:: Data for review ::
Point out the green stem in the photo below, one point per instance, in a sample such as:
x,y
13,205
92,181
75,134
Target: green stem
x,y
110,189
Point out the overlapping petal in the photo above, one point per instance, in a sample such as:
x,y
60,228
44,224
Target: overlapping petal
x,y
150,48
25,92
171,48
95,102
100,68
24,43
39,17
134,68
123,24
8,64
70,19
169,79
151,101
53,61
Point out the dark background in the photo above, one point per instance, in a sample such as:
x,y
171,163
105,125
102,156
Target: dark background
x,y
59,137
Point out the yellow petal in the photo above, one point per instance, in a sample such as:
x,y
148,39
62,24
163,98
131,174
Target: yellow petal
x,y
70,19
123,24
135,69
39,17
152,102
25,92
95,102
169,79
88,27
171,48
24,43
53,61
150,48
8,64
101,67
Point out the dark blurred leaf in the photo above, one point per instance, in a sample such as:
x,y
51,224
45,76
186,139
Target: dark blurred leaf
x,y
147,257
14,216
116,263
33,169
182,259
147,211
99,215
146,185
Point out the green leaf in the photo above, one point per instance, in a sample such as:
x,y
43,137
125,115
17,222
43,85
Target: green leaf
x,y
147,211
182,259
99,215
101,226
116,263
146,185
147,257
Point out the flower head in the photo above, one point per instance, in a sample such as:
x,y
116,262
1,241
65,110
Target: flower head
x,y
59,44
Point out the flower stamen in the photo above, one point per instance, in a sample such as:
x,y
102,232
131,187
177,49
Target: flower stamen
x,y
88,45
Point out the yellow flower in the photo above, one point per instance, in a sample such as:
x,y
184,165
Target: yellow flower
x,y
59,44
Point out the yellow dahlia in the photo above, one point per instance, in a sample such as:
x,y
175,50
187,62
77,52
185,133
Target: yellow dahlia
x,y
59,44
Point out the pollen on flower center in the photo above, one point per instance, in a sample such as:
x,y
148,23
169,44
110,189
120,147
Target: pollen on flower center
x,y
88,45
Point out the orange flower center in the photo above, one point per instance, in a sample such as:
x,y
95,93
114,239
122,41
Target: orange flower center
:::
Task brief: Each line of the material that has the word "point" belongs in the answer.

Solution to this task:
Point out the green stem in the photo below, one point per instance, in a sample such as:
Point out the overlapping petal in the photo above, one point per instance, in a sample such as:
Point out the dark background in the photo above, one point per instance, in a sample such as:
Point out the yellow petal in the photo above, one point per instance, in a sample such as:
Point out the dark blurred leaf in the photo above, one point per instance, in a sample such as:
Point out the green leaf in the photo above, one point per instance, in a sample such as:
Point out the flower head in the photo above, one point per instance, in a sample such as:
Point out the flower stamen in the photo above, one point per instance, in a sample such as:
Point out the yellow flower in the photo above, one point per instance, in a sample such as:
Point out the yellow dahlia in the photo above, one point per instance, in a sample such as:
Point out the pollen on flower center in the photo above, one point per instance, in a sample such as:
Point out the orange flower center in the photo above, one point per instance, in a sample such as:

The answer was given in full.